• ASSIGNED TASK: Beneath this line are the data; copy exactly the part of them that opens with the line containing "[tag] area rug (a point for each instance)" and closes with the line containing "[tag] ceiling light", and only that part.

(RECORDS PROVIDED)

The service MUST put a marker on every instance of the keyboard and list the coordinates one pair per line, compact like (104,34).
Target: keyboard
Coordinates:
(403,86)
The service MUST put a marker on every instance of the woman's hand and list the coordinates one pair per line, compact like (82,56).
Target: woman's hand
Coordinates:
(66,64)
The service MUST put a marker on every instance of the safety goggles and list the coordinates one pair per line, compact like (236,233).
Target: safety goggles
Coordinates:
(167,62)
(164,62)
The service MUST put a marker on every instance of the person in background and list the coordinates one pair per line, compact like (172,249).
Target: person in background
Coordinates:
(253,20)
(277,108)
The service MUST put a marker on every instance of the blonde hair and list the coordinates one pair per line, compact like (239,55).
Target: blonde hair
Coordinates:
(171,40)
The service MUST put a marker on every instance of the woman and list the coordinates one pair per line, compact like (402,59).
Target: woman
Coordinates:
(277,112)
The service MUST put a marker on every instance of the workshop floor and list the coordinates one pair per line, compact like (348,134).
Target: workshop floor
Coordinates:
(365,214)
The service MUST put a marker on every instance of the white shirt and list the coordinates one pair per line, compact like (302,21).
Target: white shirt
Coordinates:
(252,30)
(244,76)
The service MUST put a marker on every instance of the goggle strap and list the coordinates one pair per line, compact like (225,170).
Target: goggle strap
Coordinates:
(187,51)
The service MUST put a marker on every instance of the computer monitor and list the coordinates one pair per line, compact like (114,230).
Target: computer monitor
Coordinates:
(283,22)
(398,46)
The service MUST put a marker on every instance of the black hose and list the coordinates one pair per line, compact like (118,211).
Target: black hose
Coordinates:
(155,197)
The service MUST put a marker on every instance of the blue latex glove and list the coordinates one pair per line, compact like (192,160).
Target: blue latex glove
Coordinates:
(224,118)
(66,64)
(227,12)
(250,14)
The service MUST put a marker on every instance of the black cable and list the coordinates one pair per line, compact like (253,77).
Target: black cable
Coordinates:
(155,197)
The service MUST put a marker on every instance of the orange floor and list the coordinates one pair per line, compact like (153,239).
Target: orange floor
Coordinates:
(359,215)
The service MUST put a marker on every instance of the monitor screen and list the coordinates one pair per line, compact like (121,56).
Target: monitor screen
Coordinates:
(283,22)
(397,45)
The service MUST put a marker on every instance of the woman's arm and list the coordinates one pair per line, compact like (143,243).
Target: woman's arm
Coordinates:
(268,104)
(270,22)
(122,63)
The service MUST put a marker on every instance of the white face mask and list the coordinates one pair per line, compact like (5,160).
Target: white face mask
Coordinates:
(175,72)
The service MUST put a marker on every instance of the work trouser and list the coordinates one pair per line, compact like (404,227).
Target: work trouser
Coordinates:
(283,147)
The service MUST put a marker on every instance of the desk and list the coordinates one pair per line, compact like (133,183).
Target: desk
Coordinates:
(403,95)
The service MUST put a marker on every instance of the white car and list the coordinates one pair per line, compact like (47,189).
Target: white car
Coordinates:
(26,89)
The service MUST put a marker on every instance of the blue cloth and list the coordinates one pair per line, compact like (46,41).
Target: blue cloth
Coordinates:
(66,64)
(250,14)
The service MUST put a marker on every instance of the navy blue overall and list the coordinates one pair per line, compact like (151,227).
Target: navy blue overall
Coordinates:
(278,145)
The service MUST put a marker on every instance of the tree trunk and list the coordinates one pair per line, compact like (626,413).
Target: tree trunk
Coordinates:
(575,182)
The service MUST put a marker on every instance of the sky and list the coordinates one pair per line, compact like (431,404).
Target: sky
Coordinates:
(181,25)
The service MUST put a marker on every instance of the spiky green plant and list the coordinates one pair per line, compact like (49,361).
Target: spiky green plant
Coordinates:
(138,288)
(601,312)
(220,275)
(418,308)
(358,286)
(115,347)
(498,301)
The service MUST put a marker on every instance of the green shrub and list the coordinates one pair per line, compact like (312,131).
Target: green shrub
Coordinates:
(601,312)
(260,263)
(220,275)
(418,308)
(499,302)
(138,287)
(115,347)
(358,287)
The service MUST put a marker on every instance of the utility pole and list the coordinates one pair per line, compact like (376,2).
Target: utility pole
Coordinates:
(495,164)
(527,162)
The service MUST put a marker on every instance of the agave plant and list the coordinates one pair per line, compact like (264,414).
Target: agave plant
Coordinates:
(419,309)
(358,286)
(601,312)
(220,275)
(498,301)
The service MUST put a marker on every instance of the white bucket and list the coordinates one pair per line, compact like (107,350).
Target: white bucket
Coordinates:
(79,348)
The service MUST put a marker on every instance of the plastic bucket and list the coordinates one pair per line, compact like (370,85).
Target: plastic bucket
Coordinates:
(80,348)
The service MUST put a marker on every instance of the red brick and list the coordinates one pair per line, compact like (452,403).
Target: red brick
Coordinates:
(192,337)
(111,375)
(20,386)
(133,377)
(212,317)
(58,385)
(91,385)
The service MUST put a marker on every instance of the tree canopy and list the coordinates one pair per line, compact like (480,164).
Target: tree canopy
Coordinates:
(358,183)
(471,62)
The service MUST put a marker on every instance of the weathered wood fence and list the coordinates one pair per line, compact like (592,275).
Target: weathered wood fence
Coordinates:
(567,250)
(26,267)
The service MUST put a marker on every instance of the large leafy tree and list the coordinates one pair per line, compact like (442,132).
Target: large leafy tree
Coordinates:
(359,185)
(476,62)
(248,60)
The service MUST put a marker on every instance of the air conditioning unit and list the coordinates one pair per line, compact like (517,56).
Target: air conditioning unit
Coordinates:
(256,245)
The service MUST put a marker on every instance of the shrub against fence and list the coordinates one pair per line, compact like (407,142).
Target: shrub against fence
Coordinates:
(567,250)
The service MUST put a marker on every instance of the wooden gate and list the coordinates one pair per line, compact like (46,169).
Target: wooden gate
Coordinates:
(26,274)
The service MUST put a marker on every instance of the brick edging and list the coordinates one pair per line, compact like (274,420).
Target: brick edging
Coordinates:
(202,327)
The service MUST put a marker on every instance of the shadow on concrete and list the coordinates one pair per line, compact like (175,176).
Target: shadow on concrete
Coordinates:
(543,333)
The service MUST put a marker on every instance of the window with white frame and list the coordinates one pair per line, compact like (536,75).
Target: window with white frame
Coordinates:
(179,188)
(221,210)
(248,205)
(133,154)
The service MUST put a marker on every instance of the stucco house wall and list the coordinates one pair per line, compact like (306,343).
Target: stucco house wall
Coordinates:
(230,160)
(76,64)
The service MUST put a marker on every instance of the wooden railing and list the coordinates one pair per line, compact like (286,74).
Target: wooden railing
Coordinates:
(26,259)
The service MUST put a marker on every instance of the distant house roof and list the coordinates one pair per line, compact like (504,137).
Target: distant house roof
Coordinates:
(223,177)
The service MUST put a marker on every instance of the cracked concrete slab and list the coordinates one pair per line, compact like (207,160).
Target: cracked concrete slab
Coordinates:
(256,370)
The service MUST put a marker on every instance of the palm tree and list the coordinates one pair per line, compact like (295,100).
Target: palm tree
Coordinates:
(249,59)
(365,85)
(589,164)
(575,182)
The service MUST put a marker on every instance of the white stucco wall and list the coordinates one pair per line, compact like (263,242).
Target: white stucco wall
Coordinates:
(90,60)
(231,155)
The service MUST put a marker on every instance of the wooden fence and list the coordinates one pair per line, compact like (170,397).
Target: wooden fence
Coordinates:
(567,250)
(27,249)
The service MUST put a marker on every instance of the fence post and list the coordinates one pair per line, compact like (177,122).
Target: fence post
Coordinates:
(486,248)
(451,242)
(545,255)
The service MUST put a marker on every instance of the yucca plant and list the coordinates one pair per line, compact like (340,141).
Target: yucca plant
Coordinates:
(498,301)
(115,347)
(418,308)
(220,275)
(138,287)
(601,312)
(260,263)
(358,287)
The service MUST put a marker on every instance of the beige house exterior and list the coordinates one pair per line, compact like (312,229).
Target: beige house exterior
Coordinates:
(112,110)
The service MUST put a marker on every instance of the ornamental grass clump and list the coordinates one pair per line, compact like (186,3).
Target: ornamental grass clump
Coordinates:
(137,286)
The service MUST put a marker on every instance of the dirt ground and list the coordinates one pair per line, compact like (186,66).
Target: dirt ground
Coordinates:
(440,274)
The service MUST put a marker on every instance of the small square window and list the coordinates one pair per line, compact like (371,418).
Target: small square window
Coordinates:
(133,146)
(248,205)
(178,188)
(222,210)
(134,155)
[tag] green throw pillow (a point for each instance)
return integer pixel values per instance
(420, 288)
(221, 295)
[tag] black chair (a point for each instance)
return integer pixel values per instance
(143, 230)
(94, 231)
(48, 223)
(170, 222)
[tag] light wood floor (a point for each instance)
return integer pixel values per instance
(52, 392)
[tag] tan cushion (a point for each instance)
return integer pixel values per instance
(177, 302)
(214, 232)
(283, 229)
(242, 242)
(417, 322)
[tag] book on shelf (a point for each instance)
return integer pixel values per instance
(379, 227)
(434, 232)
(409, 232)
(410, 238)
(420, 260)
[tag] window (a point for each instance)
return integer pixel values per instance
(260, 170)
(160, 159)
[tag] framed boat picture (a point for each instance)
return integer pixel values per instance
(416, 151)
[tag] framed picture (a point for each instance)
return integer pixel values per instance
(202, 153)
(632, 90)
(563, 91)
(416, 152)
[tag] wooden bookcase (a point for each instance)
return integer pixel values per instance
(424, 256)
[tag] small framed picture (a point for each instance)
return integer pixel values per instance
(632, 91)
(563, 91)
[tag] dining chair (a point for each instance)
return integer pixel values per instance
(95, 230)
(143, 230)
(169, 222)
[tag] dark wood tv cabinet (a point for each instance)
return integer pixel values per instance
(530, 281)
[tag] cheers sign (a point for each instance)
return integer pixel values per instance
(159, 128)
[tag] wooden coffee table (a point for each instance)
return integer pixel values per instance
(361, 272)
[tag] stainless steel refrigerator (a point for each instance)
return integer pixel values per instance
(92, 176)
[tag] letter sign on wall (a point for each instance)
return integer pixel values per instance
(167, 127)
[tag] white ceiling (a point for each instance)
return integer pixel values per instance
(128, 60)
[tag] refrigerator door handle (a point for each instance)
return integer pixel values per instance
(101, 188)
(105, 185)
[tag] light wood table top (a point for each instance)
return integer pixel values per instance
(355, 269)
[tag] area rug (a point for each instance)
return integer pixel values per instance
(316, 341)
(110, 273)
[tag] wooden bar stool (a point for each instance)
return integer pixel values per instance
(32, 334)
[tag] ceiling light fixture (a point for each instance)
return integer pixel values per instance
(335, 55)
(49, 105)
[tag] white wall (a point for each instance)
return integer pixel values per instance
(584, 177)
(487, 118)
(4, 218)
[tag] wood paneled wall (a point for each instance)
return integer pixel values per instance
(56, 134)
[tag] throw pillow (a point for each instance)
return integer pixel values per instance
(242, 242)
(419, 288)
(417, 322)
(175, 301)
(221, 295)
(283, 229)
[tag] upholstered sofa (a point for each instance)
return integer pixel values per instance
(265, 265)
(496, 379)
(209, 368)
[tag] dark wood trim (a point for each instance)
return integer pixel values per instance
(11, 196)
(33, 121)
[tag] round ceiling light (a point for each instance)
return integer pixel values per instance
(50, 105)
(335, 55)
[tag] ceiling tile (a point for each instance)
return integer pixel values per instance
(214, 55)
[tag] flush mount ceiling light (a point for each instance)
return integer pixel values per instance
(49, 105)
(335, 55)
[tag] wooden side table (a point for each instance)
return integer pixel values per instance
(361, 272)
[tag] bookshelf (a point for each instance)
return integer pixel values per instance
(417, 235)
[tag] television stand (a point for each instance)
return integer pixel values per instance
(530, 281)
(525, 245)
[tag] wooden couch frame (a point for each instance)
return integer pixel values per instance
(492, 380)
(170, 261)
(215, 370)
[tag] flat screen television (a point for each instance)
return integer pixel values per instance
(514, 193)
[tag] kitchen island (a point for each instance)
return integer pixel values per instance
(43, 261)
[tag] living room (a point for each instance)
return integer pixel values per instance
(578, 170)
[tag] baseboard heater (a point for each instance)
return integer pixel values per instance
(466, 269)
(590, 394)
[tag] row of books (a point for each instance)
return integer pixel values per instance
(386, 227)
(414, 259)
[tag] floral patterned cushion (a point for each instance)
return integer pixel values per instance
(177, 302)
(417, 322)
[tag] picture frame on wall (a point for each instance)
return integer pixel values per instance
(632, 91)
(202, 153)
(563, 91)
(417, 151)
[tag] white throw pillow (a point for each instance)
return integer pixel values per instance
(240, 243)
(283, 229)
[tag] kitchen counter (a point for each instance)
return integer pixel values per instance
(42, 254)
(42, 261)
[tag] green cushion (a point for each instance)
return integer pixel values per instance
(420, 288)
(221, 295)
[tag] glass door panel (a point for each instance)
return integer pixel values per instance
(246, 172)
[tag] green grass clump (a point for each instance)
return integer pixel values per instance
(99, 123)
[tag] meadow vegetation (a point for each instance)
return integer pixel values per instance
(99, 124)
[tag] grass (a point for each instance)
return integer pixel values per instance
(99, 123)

(End RECORDS PROVIDED)

• ANSWER FOR THE TASK:
[tag] area rug (a point for each instance)
return integer pixel values per instance
(316, 341)
(110, 273)
[tag] wooden bar stool (a point for each instance)
return integer pixel values per instance
(32, 334)
[tag] ceiling light fixture (a point for each instance)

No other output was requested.